> **Provided data**
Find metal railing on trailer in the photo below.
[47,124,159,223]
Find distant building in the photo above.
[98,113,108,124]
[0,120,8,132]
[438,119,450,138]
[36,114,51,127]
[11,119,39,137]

> **Description of the task**
Rewrite all of the entries above, swapping every "Find" for "Locate" and leaving everything else as is.

> **Reply to the task**
Locate metal railing on trailer in the photo below.
[47,124,159,223]
Locate distant building in the photo above.
[98,113,108,124]
[0,120,8,132]
[438,119,450,138]
[36,114,51,127]
[11,119,39,137]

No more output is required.